BEGIN PROVIDED RECORDS
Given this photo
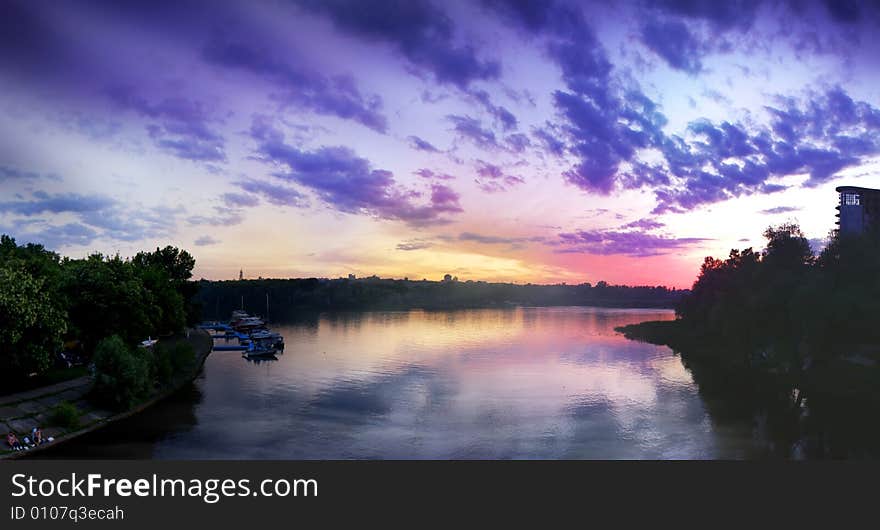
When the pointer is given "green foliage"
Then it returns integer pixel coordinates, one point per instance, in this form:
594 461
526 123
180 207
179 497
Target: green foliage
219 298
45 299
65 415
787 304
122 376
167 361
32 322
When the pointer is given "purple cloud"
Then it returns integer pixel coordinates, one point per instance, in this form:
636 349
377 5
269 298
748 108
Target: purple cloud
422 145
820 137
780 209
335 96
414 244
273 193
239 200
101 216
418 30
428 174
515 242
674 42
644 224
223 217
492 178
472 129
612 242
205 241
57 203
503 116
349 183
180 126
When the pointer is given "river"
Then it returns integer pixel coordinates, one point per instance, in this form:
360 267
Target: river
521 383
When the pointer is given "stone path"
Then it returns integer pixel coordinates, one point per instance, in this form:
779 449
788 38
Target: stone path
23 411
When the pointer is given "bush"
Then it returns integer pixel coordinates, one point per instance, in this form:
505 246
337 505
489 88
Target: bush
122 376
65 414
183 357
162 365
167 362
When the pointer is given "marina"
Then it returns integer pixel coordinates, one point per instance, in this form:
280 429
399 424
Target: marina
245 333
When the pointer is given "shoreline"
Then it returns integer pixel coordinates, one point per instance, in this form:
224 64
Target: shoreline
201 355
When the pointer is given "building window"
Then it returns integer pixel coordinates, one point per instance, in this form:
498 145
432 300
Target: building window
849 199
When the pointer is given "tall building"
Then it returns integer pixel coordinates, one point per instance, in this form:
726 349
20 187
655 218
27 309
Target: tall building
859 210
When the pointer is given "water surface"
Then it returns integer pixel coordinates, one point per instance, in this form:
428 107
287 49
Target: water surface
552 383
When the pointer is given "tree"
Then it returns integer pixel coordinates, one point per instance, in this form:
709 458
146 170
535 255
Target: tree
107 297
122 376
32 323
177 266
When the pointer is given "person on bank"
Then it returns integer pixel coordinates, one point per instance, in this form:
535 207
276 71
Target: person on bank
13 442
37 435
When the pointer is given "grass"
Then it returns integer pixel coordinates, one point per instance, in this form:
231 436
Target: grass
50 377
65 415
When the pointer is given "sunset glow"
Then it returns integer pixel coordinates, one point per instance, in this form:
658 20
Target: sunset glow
END PROVIDED RECORDS
BEGIN PROVIDED RECORDS
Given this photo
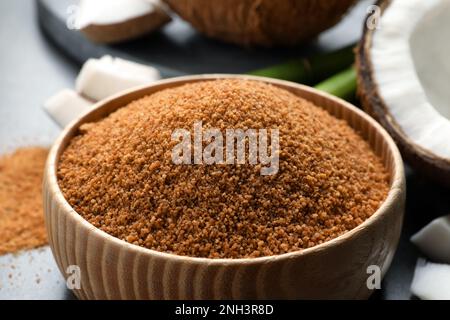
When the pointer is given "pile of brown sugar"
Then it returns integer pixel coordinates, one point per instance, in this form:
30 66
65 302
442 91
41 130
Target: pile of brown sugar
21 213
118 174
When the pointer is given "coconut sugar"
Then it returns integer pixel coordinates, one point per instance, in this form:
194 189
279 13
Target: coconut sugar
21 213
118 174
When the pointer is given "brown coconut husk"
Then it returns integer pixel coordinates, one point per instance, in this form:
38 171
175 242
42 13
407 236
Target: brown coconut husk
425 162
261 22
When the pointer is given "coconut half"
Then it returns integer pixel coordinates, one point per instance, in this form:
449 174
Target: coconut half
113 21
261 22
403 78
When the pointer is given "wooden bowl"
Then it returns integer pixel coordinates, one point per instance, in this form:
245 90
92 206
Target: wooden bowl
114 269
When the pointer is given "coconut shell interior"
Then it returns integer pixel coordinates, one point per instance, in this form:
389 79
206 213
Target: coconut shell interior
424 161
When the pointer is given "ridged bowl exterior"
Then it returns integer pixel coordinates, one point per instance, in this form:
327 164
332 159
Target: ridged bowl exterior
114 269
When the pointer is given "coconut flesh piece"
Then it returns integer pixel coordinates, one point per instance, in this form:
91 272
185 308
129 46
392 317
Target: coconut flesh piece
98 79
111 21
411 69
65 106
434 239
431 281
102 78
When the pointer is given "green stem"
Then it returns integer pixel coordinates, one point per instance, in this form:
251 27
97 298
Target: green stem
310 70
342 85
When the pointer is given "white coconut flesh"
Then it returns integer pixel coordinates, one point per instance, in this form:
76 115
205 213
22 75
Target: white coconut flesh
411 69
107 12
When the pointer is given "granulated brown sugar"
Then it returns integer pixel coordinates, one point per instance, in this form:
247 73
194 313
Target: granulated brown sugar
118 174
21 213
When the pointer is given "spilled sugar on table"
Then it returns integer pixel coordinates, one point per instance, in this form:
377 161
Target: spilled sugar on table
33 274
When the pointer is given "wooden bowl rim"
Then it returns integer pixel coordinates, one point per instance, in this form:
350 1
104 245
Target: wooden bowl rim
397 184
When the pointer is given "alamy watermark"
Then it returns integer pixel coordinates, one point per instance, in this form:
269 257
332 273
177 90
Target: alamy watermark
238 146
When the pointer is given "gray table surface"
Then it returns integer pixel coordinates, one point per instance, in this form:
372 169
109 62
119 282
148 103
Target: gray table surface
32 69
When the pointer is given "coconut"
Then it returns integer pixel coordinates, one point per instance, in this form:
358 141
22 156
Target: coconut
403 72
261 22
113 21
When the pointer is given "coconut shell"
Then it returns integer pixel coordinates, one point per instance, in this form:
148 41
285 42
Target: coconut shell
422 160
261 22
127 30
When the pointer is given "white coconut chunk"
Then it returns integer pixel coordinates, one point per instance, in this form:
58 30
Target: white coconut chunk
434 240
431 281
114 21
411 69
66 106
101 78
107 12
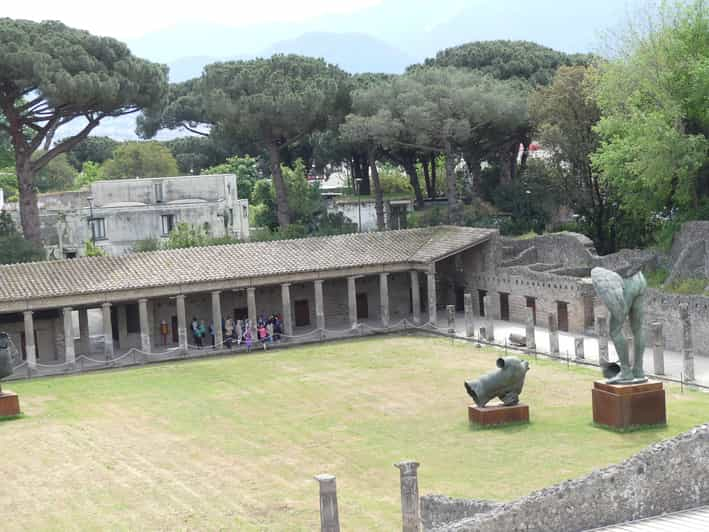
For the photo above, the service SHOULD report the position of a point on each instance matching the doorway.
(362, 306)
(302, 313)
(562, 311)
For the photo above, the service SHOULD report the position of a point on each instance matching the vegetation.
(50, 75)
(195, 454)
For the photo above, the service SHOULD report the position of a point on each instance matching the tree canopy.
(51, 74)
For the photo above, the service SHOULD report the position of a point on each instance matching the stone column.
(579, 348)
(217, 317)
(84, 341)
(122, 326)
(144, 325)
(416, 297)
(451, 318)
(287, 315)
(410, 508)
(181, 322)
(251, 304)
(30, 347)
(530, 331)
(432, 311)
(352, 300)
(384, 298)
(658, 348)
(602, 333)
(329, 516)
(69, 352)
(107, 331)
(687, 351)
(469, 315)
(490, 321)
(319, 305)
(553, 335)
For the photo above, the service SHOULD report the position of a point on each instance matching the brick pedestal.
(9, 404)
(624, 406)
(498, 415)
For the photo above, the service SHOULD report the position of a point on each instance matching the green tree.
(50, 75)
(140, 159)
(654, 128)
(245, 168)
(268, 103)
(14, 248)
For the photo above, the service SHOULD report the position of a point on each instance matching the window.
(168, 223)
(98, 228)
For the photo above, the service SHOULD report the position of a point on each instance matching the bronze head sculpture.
END PROVIDED RECORDS
BEGIN PROVIDED RECORDS
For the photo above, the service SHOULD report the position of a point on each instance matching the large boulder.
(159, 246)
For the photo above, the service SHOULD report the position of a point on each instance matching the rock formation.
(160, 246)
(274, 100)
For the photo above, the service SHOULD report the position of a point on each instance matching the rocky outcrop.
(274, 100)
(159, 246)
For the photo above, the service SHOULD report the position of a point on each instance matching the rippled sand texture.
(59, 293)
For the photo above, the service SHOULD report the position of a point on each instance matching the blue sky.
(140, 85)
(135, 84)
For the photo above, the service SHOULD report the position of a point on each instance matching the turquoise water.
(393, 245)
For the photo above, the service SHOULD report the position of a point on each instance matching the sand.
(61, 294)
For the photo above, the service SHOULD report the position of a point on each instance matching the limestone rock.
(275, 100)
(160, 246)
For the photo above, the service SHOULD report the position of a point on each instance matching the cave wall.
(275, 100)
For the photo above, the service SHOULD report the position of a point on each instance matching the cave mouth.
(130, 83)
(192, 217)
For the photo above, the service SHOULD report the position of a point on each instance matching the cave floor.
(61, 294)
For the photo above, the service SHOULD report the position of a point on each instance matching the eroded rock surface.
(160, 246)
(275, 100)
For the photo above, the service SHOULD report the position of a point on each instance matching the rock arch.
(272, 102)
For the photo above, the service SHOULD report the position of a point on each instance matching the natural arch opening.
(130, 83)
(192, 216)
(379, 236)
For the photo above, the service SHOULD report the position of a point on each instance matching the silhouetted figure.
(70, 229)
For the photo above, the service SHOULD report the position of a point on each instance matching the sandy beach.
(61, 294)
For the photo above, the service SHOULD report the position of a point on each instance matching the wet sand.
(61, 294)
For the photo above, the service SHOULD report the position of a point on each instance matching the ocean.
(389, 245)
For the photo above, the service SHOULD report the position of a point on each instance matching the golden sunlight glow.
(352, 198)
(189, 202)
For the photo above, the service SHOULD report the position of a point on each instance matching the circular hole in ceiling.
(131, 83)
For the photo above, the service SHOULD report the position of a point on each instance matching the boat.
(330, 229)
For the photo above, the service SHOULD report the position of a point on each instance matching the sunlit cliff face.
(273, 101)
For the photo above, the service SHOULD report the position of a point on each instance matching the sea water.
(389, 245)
END PROVIDED RECORDS
* WHAT THIS TASK INVOLVES *
List all lines above in which the string "sunset" appears.

* YOUR RESPONSE *
When the pointer is given "sunset glow"
Target: sunset glow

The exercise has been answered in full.